▶ _Work order 1_: Using the article about the Covid-19 construction delay, explain when the relocation would be extended and the $500 per-day penalty would apply.
▶ _Work order 2_: Reproduce the article about the Covid-19 construction delay word for word, everything from "On August 1, 2019, Timothy" down to "were still out.".

Copyright by, and republished with permission of, Apartment Law Insider.
Covid-19 has seriously impacted almost every aspect of residential and commercial life in one manner or another—but, as a recent case illustrates, especially in those situations where a contemplated timeline for work was obstructed or delayed by governmental edicts that that imposed an involuntary “pause”. There, a landlord needed access to an apartment to complete a project; the issue wound up before the court; the tenants agreed to vacate the unit for a stipulated period of time to accommodate the work; the project stalled due to the pandemic; and the parties were back in court to consider the consequences.
On August 1, 2019, Timothy and Kiko Tabor stipulated on the court record with 148 Duane LLC that they would relocate from their apartment for 12 months, with 148 Duane covering the costs of their relocation, including paying up to $25,000 a month for comparable housing less the amount of their current rent. The parties also agreed that “[i]n the event that the relocation needs to be extended beyond the twelve-month period because [148 Duane] failed to complete the construction within that time period there will be a per-diem penalty of $500 per day without prejudice to the [Tabors] seeking additional remedies before this Court.” The parties clarified that the penalty applied if the building’s essential services, defined as those that make the apartment habitable, were still out.

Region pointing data
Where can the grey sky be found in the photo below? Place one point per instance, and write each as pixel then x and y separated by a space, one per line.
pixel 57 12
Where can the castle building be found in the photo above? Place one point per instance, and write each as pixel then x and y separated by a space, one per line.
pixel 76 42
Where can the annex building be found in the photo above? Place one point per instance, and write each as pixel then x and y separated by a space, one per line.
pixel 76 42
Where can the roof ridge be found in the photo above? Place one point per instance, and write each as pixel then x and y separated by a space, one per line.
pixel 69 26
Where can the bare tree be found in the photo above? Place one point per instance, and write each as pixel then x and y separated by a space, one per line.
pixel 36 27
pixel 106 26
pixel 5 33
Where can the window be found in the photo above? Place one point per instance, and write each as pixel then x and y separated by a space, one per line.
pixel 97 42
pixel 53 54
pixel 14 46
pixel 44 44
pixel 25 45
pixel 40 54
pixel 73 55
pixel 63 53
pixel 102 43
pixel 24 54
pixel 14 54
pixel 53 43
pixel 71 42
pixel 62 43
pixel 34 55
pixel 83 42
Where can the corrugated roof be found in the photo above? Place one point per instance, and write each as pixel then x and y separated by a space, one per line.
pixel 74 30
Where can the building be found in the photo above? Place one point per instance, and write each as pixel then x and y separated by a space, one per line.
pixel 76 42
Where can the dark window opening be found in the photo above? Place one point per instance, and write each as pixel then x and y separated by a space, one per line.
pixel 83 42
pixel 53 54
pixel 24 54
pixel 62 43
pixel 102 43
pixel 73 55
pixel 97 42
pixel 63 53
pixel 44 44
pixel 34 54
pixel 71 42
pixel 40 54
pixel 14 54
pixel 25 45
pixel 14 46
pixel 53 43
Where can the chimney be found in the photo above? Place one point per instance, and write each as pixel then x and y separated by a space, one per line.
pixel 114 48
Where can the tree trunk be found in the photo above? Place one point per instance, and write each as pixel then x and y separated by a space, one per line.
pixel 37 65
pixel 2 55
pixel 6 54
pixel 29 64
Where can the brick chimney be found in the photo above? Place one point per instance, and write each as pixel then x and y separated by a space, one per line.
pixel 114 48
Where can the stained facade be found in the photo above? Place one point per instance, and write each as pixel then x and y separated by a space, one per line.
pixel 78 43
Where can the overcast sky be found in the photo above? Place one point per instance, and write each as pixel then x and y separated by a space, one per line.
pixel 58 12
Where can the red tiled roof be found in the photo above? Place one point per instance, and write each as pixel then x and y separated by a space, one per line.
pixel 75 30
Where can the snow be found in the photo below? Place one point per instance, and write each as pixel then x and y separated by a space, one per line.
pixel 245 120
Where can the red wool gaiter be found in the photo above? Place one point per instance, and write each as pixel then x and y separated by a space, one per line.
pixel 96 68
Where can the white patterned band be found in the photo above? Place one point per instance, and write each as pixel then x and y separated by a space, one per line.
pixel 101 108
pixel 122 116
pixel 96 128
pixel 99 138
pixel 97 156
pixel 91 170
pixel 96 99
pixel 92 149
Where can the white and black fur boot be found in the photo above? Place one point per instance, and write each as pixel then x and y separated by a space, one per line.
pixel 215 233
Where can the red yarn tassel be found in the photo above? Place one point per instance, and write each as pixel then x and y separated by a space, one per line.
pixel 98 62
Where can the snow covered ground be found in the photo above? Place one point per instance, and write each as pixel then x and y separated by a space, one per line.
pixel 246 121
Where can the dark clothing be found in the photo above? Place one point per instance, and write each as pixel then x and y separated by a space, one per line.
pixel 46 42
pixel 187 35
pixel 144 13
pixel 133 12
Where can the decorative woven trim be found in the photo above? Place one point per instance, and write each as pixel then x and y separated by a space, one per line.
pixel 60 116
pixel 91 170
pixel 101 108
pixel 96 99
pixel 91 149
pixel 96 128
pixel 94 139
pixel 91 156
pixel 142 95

▶ _Your solution 1_: The relocation would be extended, and the $500 per-day penalty would apply, if it had to run past the twelve-month period because 148 Duane failed to finish the construction within that time. The parties clarified that the penalty applied if the building's essential services, meaning those that make the apartment habitable, were still out.

▶ _Your solution 2_:
On August 1, 2019, Timothy and Kiko Tabor stipulated on the court record with 148 Duane LLC that they would relocate from their apartment for 12 months, with 148 Duane covering the costs of their relocation, including paying up to $25,000 a month for comparable housing less the amount of their current rent. The parties also agreed that “[i]n the event that the relocation needs to be extended beyond the twelve-month period because [148 Duane] failed to complete the construction within that time period there will be a per-diem penalty of $500 per day without prejudice to the [Tabors] seeking additional remedies before this Court.” The parties clarified that the penalty applied if the building’s essential services, defined as those that make the apartment habitable, were still out.